The group’s first two years were spent bringing in more stakeholders, building goal groups — smaller groups within the collaborative that each focus on one of the state’s priorities — and talking with group members about the issues they see in their communities and how they might be addressed.

For the Building Community Resilience goal group, one issue members have honed in on is the need to bridge gaps between existing programs and resources, according to Katie Leitch, the group’s chair and a planning specialist at the North Dakota Department of Emergency Services.

“Services can sometimes operate in parallel rather than in partnership,” Leitch said. “From a community perspective, that can look like confusion, barriers to access, or difficulty in knowing where to start. Our goal group has really been working on how to better connect what already exists while also identifying and addressing gaps.”

One area they’ve focused on is supporting families, potentially through family resource centers, centralized hubs — either in person or online — for resources and services for things like parenting skills, child development and economic stability, Leitch said.

“They have strong outcomes nationally, including reductions to child abuse and neglect (and) improvements in family stability,” she said. “Roughly 42 states have implemented the Family Resource Center model, so we’re exploring how and where that could be integrated into North Dakota.”

Leitch’s group will help lead the new effort to map the state’s family support programs. With the information they gather, the collaborative hopes to “lay the groundwork for future Family Resource Center development,” Langley told the Monitor in an email.
--
§ Questions
[A] Please list the things the passage on family resource centers says those hubs offer resources and services for.
[B] Translate this sentence from the family resource center passage into Spanish: "Services can sometimes operate in parallel rather than in partnership."
[C] According to the family resource center passage, about how many states have implemented the Family Resource Center model?
Answer from the text alone.

[Referring expression data]
--
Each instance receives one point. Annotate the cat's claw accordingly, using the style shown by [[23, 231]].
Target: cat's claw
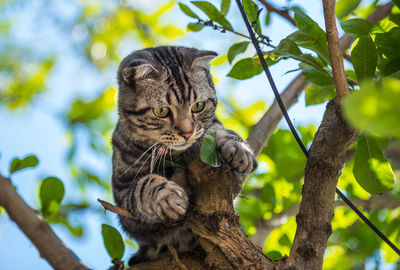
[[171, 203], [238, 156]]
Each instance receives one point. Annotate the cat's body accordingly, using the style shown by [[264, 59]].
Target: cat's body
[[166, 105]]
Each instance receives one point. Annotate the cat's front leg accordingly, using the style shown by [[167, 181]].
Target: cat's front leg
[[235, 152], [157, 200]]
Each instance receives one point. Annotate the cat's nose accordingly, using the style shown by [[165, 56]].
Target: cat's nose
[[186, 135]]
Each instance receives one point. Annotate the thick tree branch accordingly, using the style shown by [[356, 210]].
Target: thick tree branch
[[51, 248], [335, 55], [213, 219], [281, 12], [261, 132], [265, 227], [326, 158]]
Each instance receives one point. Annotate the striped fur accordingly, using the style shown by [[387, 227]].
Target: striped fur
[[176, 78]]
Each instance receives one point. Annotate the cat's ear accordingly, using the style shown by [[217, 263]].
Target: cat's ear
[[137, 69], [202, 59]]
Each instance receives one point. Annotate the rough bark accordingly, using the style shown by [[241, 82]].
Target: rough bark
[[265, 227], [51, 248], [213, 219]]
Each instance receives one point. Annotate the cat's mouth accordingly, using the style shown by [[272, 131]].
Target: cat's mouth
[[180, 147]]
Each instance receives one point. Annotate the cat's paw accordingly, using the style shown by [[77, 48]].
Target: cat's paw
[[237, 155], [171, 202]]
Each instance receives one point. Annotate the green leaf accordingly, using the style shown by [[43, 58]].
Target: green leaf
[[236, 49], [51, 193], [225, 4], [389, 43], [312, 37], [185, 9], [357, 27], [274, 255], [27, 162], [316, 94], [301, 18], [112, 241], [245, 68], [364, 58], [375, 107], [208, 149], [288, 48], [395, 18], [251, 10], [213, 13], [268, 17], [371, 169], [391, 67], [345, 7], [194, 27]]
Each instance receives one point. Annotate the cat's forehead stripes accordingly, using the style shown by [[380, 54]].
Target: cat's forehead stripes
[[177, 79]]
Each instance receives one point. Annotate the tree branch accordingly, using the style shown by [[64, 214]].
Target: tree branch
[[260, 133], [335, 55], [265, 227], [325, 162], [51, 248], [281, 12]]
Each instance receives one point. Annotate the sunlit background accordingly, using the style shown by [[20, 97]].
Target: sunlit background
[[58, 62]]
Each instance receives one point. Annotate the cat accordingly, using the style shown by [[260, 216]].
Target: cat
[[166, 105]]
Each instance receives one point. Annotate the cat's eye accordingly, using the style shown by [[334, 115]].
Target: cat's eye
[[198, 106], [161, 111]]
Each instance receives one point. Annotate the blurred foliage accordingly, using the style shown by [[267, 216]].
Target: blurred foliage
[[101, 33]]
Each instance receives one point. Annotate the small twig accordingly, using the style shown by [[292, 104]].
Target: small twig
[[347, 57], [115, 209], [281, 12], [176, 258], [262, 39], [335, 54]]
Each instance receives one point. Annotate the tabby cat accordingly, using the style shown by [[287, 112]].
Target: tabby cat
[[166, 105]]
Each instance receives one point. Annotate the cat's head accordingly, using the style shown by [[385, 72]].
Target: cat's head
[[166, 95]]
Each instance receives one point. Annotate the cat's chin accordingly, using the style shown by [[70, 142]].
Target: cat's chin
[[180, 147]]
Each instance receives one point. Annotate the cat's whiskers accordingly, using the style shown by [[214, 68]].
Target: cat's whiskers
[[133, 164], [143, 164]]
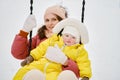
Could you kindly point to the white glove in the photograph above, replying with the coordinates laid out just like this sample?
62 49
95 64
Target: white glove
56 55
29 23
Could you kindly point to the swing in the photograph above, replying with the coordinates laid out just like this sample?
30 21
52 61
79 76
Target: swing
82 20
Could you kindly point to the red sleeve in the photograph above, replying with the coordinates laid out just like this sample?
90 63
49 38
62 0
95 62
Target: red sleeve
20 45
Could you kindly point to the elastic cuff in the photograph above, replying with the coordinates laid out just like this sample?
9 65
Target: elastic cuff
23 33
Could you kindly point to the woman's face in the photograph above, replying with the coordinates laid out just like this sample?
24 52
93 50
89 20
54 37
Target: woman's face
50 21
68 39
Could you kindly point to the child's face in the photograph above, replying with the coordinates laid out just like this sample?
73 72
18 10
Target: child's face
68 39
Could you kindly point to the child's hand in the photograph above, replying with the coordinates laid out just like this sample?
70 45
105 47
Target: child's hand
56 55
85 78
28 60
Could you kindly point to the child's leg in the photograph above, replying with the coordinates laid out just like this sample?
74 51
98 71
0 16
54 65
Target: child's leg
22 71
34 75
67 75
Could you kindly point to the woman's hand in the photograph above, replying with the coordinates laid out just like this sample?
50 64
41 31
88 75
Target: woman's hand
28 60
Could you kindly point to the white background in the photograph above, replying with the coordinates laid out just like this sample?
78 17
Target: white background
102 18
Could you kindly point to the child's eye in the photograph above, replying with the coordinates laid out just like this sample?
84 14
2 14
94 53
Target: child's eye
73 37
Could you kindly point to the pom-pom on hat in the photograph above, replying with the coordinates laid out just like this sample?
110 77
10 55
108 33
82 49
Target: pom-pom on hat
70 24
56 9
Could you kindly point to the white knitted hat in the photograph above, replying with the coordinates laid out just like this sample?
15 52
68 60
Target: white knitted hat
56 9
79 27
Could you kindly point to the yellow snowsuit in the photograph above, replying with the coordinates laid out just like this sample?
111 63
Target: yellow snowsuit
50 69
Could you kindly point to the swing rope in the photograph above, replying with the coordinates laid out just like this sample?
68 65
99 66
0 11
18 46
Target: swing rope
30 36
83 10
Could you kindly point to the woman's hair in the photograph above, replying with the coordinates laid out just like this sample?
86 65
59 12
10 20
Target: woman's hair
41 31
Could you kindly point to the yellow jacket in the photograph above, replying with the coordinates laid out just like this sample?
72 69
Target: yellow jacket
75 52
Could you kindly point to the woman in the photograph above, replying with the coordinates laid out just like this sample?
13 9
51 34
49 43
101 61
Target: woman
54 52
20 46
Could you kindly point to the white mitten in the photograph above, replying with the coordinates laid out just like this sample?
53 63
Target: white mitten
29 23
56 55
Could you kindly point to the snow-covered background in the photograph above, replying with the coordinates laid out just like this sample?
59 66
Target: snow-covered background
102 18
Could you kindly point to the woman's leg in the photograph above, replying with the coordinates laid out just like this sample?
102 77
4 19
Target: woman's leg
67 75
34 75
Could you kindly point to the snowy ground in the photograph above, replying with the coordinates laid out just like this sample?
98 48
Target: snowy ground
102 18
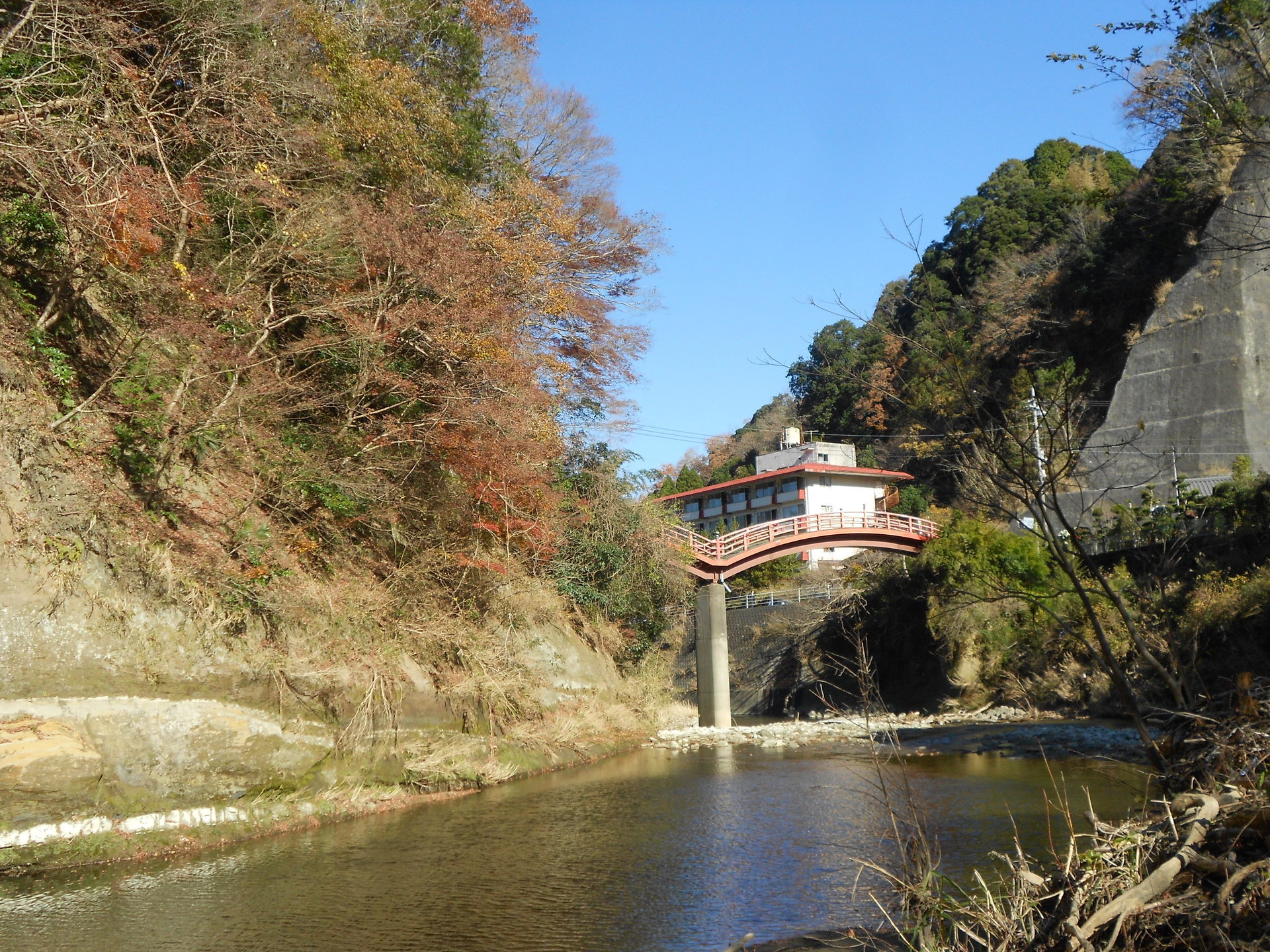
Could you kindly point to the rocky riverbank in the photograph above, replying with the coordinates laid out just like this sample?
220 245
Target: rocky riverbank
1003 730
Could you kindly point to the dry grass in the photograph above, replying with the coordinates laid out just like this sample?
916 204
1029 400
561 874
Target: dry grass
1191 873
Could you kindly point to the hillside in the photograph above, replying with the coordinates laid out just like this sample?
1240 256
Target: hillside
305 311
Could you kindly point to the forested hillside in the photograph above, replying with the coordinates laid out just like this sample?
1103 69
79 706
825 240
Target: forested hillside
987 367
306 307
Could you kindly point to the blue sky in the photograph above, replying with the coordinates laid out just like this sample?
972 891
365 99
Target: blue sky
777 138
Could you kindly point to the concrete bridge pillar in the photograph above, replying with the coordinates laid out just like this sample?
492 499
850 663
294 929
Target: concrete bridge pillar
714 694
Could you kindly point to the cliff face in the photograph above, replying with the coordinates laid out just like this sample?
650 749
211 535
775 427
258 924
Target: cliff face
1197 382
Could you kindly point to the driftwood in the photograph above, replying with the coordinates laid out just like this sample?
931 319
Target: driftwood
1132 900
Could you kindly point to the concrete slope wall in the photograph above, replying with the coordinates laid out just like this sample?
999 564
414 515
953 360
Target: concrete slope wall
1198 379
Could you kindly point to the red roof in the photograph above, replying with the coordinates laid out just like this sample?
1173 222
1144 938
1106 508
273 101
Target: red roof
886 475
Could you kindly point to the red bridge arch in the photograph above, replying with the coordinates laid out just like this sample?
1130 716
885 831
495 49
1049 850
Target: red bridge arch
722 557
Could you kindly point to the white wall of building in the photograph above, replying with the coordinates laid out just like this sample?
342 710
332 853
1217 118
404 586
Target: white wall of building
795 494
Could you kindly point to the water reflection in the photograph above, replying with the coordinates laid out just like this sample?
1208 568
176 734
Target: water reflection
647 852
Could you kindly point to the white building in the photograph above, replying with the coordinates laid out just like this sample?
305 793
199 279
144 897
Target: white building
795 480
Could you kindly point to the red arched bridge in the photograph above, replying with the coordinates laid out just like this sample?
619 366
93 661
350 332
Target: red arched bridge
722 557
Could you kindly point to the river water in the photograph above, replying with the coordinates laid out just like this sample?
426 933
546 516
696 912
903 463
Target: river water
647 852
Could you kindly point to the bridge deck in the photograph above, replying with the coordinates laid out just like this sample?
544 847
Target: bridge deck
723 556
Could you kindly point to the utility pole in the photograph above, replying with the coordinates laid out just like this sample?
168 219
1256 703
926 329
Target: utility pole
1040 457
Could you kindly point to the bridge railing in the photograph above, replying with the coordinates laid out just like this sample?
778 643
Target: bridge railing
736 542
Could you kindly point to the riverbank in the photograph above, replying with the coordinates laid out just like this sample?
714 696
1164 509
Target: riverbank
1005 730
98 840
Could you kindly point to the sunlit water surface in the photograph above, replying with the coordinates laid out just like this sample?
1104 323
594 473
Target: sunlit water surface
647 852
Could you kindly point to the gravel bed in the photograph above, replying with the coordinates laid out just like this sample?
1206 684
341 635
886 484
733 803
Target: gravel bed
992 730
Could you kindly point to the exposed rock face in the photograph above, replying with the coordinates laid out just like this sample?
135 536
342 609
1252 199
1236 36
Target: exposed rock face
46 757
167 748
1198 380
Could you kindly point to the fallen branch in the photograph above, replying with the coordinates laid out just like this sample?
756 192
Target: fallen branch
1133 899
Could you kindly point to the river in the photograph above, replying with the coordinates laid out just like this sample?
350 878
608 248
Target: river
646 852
--
§ Answers provided
[A] Parenting skills, child development, economic stability

[B] Los servicios a veces pueden funcionar en paralelo en lugar de en colaboración.

[C] Roughly 42 states.